### WORK ORDER
Write the next part of the text on loss of sexual desire in women, starting right after its final sentence.

### TEXT PASSAGE
--------------------

If you’ve suddenly lost that lovin’ feeling, it may be time to look at what’s happening in your relationship. “The most common cause of desire problems for women has to do with partner issues—and a lot of women don’t realize that’s what’s going on,” says Holly Thacker, M.D., director of the Center for Specialized Women’s Health at the Cleveland Clinic, and author of The Cleveland Clinic Guide to Menopause. “Obviously, you have to have a partner you’re attracted to, and if there are marital or emotional issues in the relationship, that can be a problem when it comes to desire.” After all, Dr. Thacker points out, “the brain is the most important sex organ.”
If the romantic flame still burns bright in your relationship but you just don’t feel any spark, there’s probably something going on physically or emotionally that has nothing to do with your partner. Identifying what’s going on is the first step to reclaiming your sex life.

--------------------

### DATASET RECORDS

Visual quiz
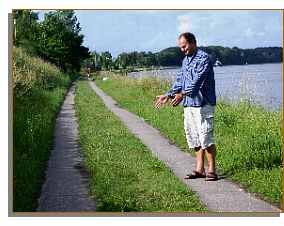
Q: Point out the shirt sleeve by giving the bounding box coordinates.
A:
[165,70,182,97]
[182,57,210,97]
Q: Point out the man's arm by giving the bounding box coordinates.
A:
[182,56,210,97]
[155,70,182,108]
[165,70,182,98]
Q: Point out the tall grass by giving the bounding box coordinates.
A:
[12,48,70,211]
[75,82,206,211]
[96,75,282,204]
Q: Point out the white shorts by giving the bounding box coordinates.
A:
[184,105,215,149]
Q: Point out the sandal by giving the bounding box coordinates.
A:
[184,170,206,179]
[205,172,218,181]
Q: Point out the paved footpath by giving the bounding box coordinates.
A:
[89,81,281,212]
[37,84,96,211]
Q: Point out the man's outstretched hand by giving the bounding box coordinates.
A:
[155,95,169,108]
[171,93,183,107]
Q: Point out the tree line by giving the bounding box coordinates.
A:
[13,10,89,73]
[85,46,283,70]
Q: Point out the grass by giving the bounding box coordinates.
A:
[13,48,70,212]
[96,74,282,205]
[75,81,206,211]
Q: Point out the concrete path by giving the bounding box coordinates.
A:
[37,84,96,211]
[89,81,281,212]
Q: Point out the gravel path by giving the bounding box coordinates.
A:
[37,83,96,211]
[89,81,281,212]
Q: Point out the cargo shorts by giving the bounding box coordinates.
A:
[184,104,215,149]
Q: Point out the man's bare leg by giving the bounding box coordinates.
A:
[194,147,205,173]
[205,144,216,173]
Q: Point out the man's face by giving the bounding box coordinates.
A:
[178,36,196,55]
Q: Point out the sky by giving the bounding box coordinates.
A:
[38,10,283,57]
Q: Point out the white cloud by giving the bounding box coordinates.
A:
[176,10,282,48]
[177,15,190,33]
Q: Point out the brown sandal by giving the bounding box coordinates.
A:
[184,170,206,179]
[205,172,218,181]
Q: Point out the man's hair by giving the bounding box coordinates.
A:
[179,32,196,44]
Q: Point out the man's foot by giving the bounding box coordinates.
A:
[184,170,206,179]
[205,172,218,181]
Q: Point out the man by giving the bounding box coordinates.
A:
[155,32,218,181]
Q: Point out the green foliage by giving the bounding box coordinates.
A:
[96,76,283,204]
[104,46,282,69]
[75,82,206,212]
[13,10,89,73]
[13,48,70,211]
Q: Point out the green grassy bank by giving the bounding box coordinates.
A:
[12,48,70,211]
[75,81,206,211]
[96,74,282,205]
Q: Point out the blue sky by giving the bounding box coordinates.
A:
[38,10,283,57]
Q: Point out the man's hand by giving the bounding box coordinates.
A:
[171,93,183,107]
[155,95,169,108]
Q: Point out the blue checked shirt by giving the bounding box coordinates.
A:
[166,49,216,107]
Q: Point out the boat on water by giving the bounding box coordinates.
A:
[214,58,223,67]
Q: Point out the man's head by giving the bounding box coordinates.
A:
[178,32,197,56]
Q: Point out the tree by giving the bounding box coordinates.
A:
[38,10,89,71]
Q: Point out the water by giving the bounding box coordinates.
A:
[129,63,282,111]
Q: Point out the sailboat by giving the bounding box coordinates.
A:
[214,58,223,67]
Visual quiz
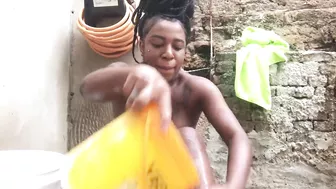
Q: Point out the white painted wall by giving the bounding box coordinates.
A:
[0,0,72,152]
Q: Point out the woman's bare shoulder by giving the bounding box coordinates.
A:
[185,73,219,97]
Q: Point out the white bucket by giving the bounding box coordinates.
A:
[0,150,65,189]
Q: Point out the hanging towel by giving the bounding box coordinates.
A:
[235,27,289,110]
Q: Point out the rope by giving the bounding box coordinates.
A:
[77,0,135,58]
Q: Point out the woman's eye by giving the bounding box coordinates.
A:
[152,44,162,48]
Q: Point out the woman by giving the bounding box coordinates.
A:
[81,0,251,189]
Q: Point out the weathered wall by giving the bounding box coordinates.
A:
[192,0,336,189]
[0,0,71,152]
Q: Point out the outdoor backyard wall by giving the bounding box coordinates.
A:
[0,0,71,152]
[68,0,336,189]
[187,0,336,189]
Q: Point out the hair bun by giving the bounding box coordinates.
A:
[141,0,194,19]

--------------------

### ANSWER FOR THIS EXERCISE
Hormonal imbalances—ranging from elevated prolactin levels (the hormone that stimulates breast milk production) to menopausal shifts in estrogen and testosterone levels—can thwart your libido. “Anything that causes a decline in testosterone can create a drop in sexual desire or response for women,” says Barbara Bartlik, M.D., a psychiatrist and sex therapist with Weill Medical College of Cornell University in New York City. Hypothyroidism, a disorder in which the thyroid gland produces too little thyroid hormone, can cause a woman to experience low libido, and feel run down, depressed and sluggish. Meanwhile, diabetes and hypertension can impair blood flow and nerve function throughout the body, including the genital area, which can diminish sexual desire.